■ **DIRECTIVE A**:
Do these statements agree with the post on OpenPGP card ECDSA support? (i) BSI launched TR-03111 as a basis for codings. (ii) The next version of ISO 7816-8 is already finished. (iii) The German Electronic Health Card is among the standards or implementations that agreed to follow. For each, answer yes or no and quote the deciding words of the post exactly.
■ **DIRECTIVE B**:
Could you echo, word for word, the stretch of the post on OpenPGP card ECDSA support from "In addition BSI" through "should do also."?

■ **PASSAGE GIVEN**:
OpenPGP card specification enhancement for ECDSA support

Achim Pietig achim at pietig.com
Sat Mar 2 14:30:22 CET 2013


Hi,

actual all relevant ECDSA standards follow the BSI specification "Technical Guideline TR-03110-1 - Advanced Security Mechanisms for Machine Readable Travel Documents".
In addition BSI launched "Technical Guideline TR-03111 - Elliptic Curve Cryptography" as basis for codings etc.

The following standards/inplementations aggreed to follow:
EN 14890: Application Interface for smart cards used as Secure Signature Creation Devices
CEN 15480: Identification card systems - European Citizen Card
German Electronic Health Card (eGK) Gen2
ISO 7816-8 in the next version (in progress, I'm member of the national body of the standardisation committee and will get information early).

All relevant ECDSA implementation on smart cards will follow this in the nearest future, so the OpenPGP card should do also.

■ **DATASET**:
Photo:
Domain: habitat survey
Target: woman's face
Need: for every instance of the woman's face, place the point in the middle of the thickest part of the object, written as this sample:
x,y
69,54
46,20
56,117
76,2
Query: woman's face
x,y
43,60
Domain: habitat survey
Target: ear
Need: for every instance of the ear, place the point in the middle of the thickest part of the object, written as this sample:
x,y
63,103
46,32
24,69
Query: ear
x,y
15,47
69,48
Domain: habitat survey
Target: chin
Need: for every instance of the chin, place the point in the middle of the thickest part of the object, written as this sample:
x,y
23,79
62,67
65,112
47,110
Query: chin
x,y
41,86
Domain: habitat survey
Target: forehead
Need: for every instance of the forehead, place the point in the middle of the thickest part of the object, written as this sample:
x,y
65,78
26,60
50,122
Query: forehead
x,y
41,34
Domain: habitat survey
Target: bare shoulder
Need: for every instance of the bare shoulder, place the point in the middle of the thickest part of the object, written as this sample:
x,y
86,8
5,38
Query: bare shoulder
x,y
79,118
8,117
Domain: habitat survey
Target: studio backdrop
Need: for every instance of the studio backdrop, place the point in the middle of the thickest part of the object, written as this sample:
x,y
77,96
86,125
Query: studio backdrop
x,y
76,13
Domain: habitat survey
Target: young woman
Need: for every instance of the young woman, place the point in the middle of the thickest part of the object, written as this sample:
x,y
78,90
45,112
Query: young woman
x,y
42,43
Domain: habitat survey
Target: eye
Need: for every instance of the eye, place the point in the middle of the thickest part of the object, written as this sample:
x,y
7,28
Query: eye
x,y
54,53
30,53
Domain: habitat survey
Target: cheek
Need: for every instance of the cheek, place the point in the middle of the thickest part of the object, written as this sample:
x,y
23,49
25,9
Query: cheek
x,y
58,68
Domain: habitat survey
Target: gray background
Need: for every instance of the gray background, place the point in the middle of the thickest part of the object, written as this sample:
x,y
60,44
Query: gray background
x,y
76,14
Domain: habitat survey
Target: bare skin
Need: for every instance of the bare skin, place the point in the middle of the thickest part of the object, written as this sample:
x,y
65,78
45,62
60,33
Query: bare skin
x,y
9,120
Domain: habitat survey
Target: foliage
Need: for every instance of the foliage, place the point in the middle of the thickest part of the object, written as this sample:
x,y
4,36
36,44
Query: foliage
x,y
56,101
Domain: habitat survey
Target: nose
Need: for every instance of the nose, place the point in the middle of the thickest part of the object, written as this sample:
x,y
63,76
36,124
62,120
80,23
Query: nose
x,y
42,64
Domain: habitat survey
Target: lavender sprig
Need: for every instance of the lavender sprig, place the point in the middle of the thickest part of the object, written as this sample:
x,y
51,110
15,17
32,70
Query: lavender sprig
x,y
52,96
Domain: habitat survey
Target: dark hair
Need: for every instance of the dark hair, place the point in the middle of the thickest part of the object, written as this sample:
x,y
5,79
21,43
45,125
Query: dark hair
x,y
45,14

■ **RESPONSE A**:
(i) Yes: "In addition BSI launched "Technical Guideline TR-03111 - Elliptic Curve Cryptography" as basis for codings etc."
(ii) No: "ISO 7816-8 in the next version (in progress"
(iii) Yes: "German Electronic Health Card (eGK) Gen2"

■ **RESPONSE B**:
In addition BSI launched "Technical Guideline TR-03111 - Elliptic Curve Cryptography" as basis for codings etc.

The following standards/inplementations aggreed to follow:
EN 14890: Application Interface for smart cards used as Secure Signature Creation Devices
CEN 15480: Identification card systems - European Citizen Card
German Electronic Health Card (eGK) Gen2
ISO 7816-8 in the next version (in progress, I'm member of the national body of the standardisation committee and will get information early).

All relevant ECDSA implementation on smart cards will follow this in the nearest future, so the OpenPGP card should do also.